_Material to process_
____________________

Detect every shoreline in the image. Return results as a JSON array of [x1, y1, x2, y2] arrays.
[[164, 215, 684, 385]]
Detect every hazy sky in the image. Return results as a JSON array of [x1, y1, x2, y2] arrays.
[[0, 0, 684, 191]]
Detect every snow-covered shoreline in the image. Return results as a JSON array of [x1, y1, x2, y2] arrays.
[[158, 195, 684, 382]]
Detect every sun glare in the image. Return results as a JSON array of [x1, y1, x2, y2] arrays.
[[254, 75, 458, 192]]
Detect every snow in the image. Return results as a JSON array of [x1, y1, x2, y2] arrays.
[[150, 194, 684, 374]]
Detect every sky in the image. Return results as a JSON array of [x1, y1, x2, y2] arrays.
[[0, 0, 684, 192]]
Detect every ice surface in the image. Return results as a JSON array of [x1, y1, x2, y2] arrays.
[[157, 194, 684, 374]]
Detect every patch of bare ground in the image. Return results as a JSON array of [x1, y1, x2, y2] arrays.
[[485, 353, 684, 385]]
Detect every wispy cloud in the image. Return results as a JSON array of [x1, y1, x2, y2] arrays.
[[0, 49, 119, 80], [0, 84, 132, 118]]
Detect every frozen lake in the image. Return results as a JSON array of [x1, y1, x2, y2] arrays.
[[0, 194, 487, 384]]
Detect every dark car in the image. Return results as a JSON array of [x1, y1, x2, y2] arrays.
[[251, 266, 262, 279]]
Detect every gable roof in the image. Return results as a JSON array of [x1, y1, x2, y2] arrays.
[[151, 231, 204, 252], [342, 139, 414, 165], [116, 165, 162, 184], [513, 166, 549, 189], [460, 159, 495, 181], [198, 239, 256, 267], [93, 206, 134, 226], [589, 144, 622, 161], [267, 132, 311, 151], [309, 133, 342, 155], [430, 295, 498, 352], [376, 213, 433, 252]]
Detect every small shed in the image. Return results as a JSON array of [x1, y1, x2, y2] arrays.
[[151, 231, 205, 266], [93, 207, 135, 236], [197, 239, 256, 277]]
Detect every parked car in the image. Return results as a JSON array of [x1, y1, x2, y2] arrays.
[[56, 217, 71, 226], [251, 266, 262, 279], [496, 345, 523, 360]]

____________________

_Problem_
Copy out the full listing exactly.

_Solution to this task_
Detect every shoreline in the image. Return results as a JSON array of [x1, y1, x2, y2] arrays.
[[164, 215, 684, 385]]
Detect every hazy sky in the image. Return results as a JSON array of [x1, y1, x2, y2] arrays.
[[0, 0, 684, 191]]
Detect every snow-covered shoreline in the image. Return results as a JSON array of [x1, y1, x2, y2] arrays.
[[158, 195, 684, 382]]
Detect every sun glare in the image. Return results as a JSON array of [x1, y1, x2, y2] arrays.
[[254, 75, 458, 192]]
Detect every snow in the image. Return results as a JSON array of [x1, y1, x2, y2] arrays.
[[150, 194, 684, 374]]
Detect every sky in the image. Return results as a JSON array of [x1, y1, x2, y2] arrays.
[[0, 0, 684, 192]]
Detect every ice surface in the image. Return results as a JSON array of [x1, y1, x2, y2] arrays.
[[157, 194, 684, 374]]
Detect every patch of bare ground in the image. Return results as a JSON array of [x1, y1, x2, y2] arrays.
[[485, 353, 684, 385]]
Detect every wispy cloud in the image. Return results as a JSON array of [x1, y1, x2, y2] arrays.
[[0, 49, 119, 80], [0, 84, 132, 118]]
Detect every frozen lake in the image. Return results as a JSON array of [x1, y1, x2, y2] arrays.
[[0, 194, 487, 384]]
Detect every dark car in the image. Return results as a JSON array of [x1, y1, x2, y2] arrays.
[[251, 266, 262, 279]]
Detect every gable roof in the image. Return results as a JSON array of [x1, y1, x2, y2] arrays.
[[151, 231, 204, 252], [342, 139, 414, 165], [116, 165, 162, 184], [513, 166, 549, 189], [460, 159, 495, 181], [198, 239, 256, 267], [93, 206, 134, 226], [589, 144, 622, 161], [267, 132, 311, 151], [309, 133, 342, 155], [430, 295, 498, 352], [376, 213, 433, 252]]
Detect every small shed in the image. Return results as a JSON array of [x1, y1, x2, y2] arrays.
[[151, 231, 205, 266], [93, 207, 135, 236], [197, 239, 256, 277]]
Detect every parked car in the image. Return results as a JSON array of [x1, y1, x2, y2] arrays.
[[56, 217, 71, 226], [251, 266, 262, 279], [496, 345, 523, 360]]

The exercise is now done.